TO DO:
Write the data below out exactly as it stands. Do not include the pictures.

EXTRACTED DATA:
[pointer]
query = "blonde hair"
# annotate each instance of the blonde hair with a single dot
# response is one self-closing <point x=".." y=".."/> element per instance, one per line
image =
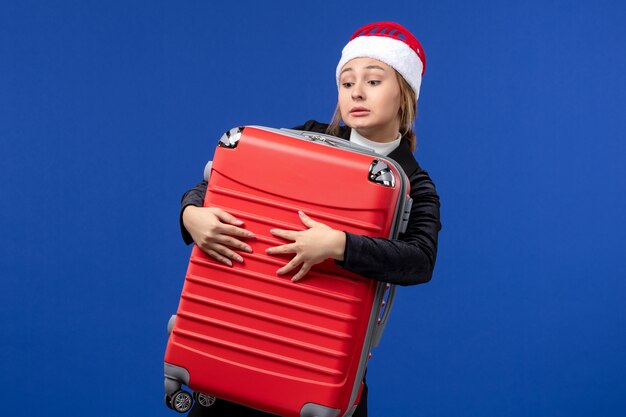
<point x="407" y="112"/>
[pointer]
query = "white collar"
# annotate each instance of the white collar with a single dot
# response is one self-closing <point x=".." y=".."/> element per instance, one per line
<point x="381" y="148"/>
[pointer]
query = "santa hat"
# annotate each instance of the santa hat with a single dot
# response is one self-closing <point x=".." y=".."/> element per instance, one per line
<point x="392" y="44"/>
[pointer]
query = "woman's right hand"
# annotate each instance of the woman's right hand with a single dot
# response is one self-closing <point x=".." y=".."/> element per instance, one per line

SOLUTION TO THIS EXERCISE:
[pointer]
query = "blonde hair"
# annotate each instance of the blonde hair with a single dot
# response is one self-closing <point x=".." y=".."/> element per instance, one per line
image =
<point x="407" y="112"/>
[pointer]
query = "white collar"
# annotate each instance of the white collar with a single dot
# response is one self-closing <point x=".." y=".."/> element per instance, one per line
<point x="381" y="148"/>
[pointer]
query = "santa hat"
# annotate each instance of the santa hat with a single dot
# response is one self-closing <point x=".." y=".."/> element per instance, one per line
<point x="392" y="44"/>
[pointer]
query = "woman's right hand"
# annotate each instance of the woman's right hand with a single dot
# response is one self-closing <point x=".." y=".."/> element per instance, one per line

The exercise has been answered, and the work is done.